_Instruction_
Find each line of the records that contains the string "woman" and copy it out in full.

_Data supplied_
-----

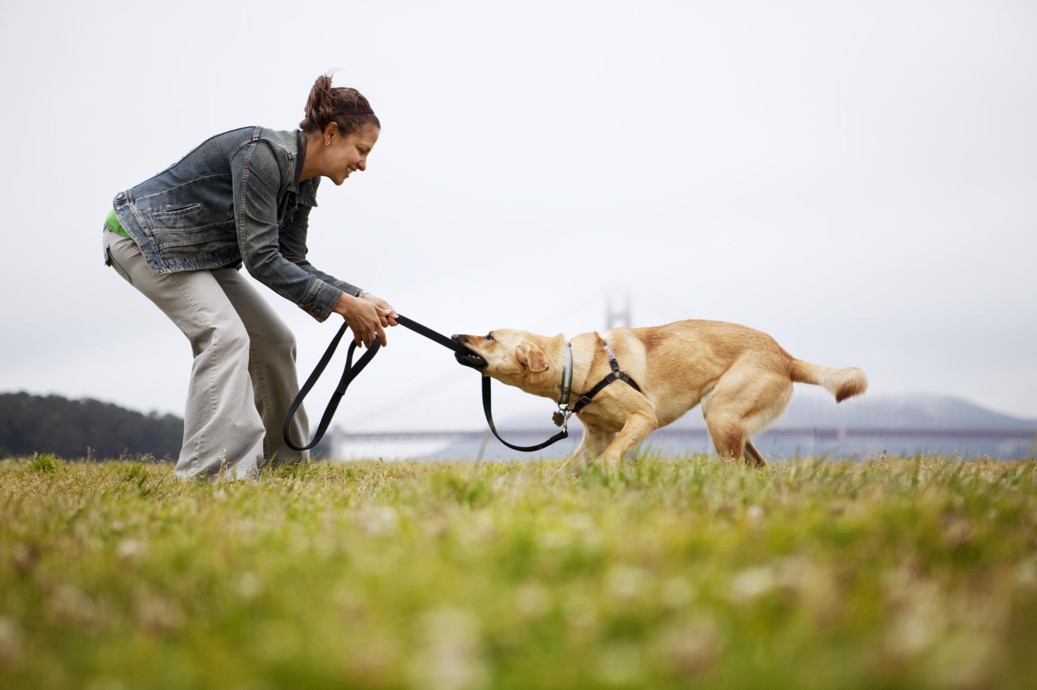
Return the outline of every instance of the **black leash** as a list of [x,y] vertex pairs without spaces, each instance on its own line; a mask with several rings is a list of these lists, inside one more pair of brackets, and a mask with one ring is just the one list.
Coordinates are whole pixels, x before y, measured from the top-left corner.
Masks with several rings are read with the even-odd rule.
[[[460,343],[455,343],[454,341],[450,340],[443,334],[437,333],[431,328],[429,328],[428,326],[421,325],[417,321],[409,319],[405,316],[397,315],[396,322],[402,326],[407,326],[411,330],[421,336],[424,336],[425,338],[428,338],[431,341],[439,343],[443,347],[453,350],[454,352],[458,352],[460,354],[466,354],[470,352],[470,350]],[[284,426],[281,428],[281,431],[284,434],[284,442],[288,444],[288,448],[295,451],[300,451],[300,452],[308,451],[320,441],[320,438],[325,435],[325,432],[328,431],[328,425],[331,424],[331,419],[335,415],[335,410],[338,408],[338,403],[341,402],[342,396],[345,395],[345,390],[349,387],[349,383],[353,382],[353,379],[357,378],[360,372],[364,370],[364,367],[366,367],[367,364],[374,358],[374,355],[377,353],[379,348],[382,347],[382,343],[375,340],[374,343],[369,348],[367,348],[367,351],[364,352],[364,354],[361,355],[361,357],[357,361],[357,366],[354,367],[353,353],[357,349],[357,342],[353,341],[352,343],[349,343],[349,349],[346,350],[345,353],[345,369],[342,371],[342,378],[339,379],[338,385],[335,387],[335,393],[332,394],[331,400],[328,401],[328,407],[325,408],[324,416],[320,418],[320,424],[317,425],[316,435],[314,435],[313,440],[310,441],[309,445],[296,445],[296,443],[292,442],[291,436],[289,434],[291,426],[291,418],[296,415],[296,411],[299,409],[299,406],[303,404],[303,400],[309,394],[310,389],[312,389],[313,384],[317,382],[317,379],[320,378],[320,374],[324,373],[324,370],[328,366],[328,363],[331,362],[331,357],[335,353],[335,349],[338,347],[338,344],[342,340],[342,336],[345,334],[347,327],[348,325],[343,322],[342,326],[338,329],[338,333],[335,334],[335,337],[332,339],[331,344],[328,346],[328,349],[325,351],[324,356],[320,357],[320,362],[318,362],[317,366],[313,369],[313,373],[310,374],[310,377],[308,379],[306,379],[306,383],[304,383],[303,387],[299,390],[299,395],[296,396],[296,399],[291,402],[291,406],[288,407],[288,413],[284,418]],[[610,374],[610,376],[612,374]],[[594,393],[596,392],[597,391],[594,391]],[[509,443],[503,438],[501,438],[501,435],[497,433],[497,428],[494,426],[494,415],[493,412],[491,411],[488,376],[482,377],[482,409],[486,413],[486,423],[489,425],[489,430],[494,432],[495,436],[497,436],[497,440],[501,441],[502,443],[504,443],[505,445],[514,451],[524,451],[524,452],[539,451],[540,449],[548,448],[552,443],[558,442],[563,438],[568,438],[569,435],[568,424],[567,424],[568,415],[566,415],[565,416],[566,424],[559,425],[562,426],[562,430],[557,434],[555,434],[554,436],[552,436],[551,438],[549,438],[548,440],[543,441],[542,443],[537,443],[536,445],[513,445],[512,443]]]

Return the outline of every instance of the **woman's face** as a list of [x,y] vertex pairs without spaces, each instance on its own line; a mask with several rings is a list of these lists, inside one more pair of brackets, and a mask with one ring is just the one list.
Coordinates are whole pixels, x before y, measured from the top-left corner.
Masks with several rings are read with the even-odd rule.
[[324,165],[320,172],[330,177],[335,184],[341,184],[352,173],[367,169],[367,154],[374,148],[379,140],[379,128],[368,124],[345,137],[341,136],[336,125],[330,124],[324,133],[321,143],[330,141],[324,148]]

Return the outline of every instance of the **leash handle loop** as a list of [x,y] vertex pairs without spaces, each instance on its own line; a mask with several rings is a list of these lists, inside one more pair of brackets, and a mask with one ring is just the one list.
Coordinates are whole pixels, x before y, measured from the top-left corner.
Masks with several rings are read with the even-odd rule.
[[[454,341],[450,340],[443,334],[437,333],[431,328],[429,328],[428,326],[424,326],[413,319],[407,318],[405,316],[397,315],[396,322],[402,326],[407,326],[411,330],[414,330],[415,333],[421,336],[424,336],[425,338],[428,338],[431,341],[439,343],[443,347],[453,350],[454,352],[459,352],[464,354],[469,351],[468,348],[466,348],[460,343],[455,343]],[[288,448],[292,449],[293,451],[299,451],[299,452],[308,451],[314,445],[316,445],[318,442],[320,442],[320,439],[324,437],[325,432],[328,431],[328,427],[331,425],[331,420],[335,415],[335,410],[338,409],[339,402],[342,401],[342,396],[345,395],[345,390],[349,387],[349,383],[353,382],[353,379],[355,379],[360,374],[360,372],[364,370],[364,367],[366,367],[367,364],[372,358],[374,358],[374,355],[377,353],[379,348],[382,347],[382,343],[375,340],[374,343],[367,349],[367,351],[364,352],[364,354],[360,357],[360,360],[357,361],[357,365],[354,366],[353,354],[357,350],[357,343],[356,341],[349,343],[349,349],[346,351],[345,354],[345,369],[342,371],[342,378],[339,379],[338,386],[335,389],[335,393],[332,394],[331,400],[328,401],[328,407],[325,408],[325,413],[320,418],[320,424],[317,426],[317,430],[313,436],[313,440],[311,440],[308,445],[297,445],[295,441],[291,440],[291,435],[290,435],[291,420],[292,418],[295,418],[296,412],[299,411],[300,406],[303,404],[303,400],[306,399],[306,396],[309,394],[310,390],[317,382],[317,379],[320,378],[320,374],[323,374],[324,370],[328,367],[328,363],[331,362],[331,357],[335,353],[335,349],[338,347],[339,342],[342,340],[342,336],[345,335],[345,330],[347,327],[348,324],[343,322],[342,326],[338,329],[338,333],[335,334],[335,337],[332,339],[331,344],[328,346],[328,349],[320,357],[320,361],[317,363],[317,366],[313,369],[313,373],[310,374],[309,378],[306,379],[306,383],[304,383],[303,386],[299,390],[299,395],[296,396],[296,399],[291,402],[291,405],[288,407],[288,412],[284,418],[284,425],[281,427],[281,433],[284,435],[284,442],[287,443]],[[482,409],[486,413],[486,423],[489,425],[489,430],[494,432],[494,435],[497,436],[497,439],[499,441],[501,441],[502,443],[504,443],[513,451],[531,452],[531,451],[539,451],[540,449],[548,448],[552,443],[556,443],[562,440],[563,438],[568,438],[569,435],[568,424],[567,424],[568,414],[566,414],[563,420],[565,422],[564,428],[559,433],[555,434],[554,436],[552,436],[542,443],[538,443],[536,445],[514,445],[501,438],[501,435],[497,433],[497,428],[494,426],[494,414],[491,411],[489,380],[491,379],[488,376],[482,377]]]
[[320,378],[320,374],[324,373],[328,363],[331,362],[331,356],[335,353],[336,348],[338,348],[338,344],[342,340],[342,336],[345,334],[345,329],[347,327],[348,324],[343,322],[342,327],[340,327],[338,333],[335,334],[335,337],[332,338],[331,344],[320,357],[320,362],[317,363],[317,366],[313,369],[313,373],[310,374],[310,377],[306,379],[306,383],[303,384],[303,387],[299,390],[299,395],[296,396],[293,401],[291,401],[291,406],[288,407],[288,412],[284,416],[284,425],[281,427],[281,433],[284,435],[284,442],[287,443],[288,448],[293,451],[308,451],[320,442],[325,432],[328,431],[328,426],[331,424],[332,418],[335,416],[335,410],[338,409],[338,403],[342,401],[342,396],[345,395],[345,390],[349,387],[349,383],[353,382],[353,379],[355,379],[357,375],[364,370],[364,367],[366,367],[367,364],[374,358],[374,355],[377,354],[379,348],[382,347],[382,343],[375,340],[374,343],[367,348],[367,351],[364,352],[357,361],[357,366],[354,367],[353,354],[357,351],[357,343],[356,341],[349,343],[349,349],[346,350],[345,353],[345,369],[342,371],[342,378],[339,379],[335,393],[332,394],[331,400],[328,401],[328,407],[325,408],[324,416],[320,418],[320,424],[317,425],[317,431],[313,436],[313,440],[311,440],[308,445],[296,445],[296,443],[291,440],[291,420],[296,416],[296,412],[303,404],[303,400],[306,399],[310,389],[312,389],[313,384],[317,382],[317,379]]

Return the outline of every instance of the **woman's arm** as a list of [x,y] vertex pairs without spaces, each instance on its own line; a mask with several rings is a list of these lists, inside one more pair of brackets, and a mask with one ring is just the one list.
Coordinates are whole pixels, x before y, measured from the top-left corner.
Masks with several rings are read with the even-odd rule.
[[343,290],[281,254],[277,224],[281,168],[273,146],[262,140],[243,146],[231,159],[230,170],[245,267],[257,281],[324,321],[339,305]]
[[310,225],[309,219],[310,206],[300,204],[299,208],[296,209],[296,214],[291,219],[291,223],[289,223],[288,227],[281,231],[281,234],[278,237],[278,246],[281,250],[281,255],[309,275],[319,278],[325,283],[334,285],[346,294],[357,296],[363,292],[363,290],[356,285],[346,283],[345,281],[340,281],[334,276],[324,272],[310,263],[306,258],[309,253],[309,250],[306,247],[306,236],[309,232]]

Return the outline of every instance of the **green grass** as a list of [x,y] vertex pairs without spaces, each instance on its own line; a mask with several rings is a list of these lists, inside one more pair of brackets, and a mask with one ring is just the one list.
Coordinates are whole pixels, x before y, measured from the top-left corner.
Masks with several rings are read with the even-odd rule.
[[0,462],[0,687],[1033,687],[1033,461],[559,464]]

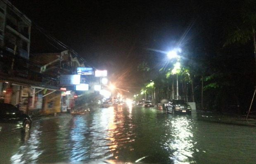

-----

_Answer for the task_
Return the outline of every instance of the **woman's face** as a list of [x,y] vertex pairs without spaces, each instance on its own line; a mask with several rings is a list of these lists, inside one more pair of brackets, and a mask with one ring is just the one list.
Return the outline of every instance of the **woman's arm** as a list of [x,y] vertex pairs without spaces, each instance on its own line; a mask with several rings is a list of these lists, inside one more pair of brackets, and a mask with one ring is just the one list.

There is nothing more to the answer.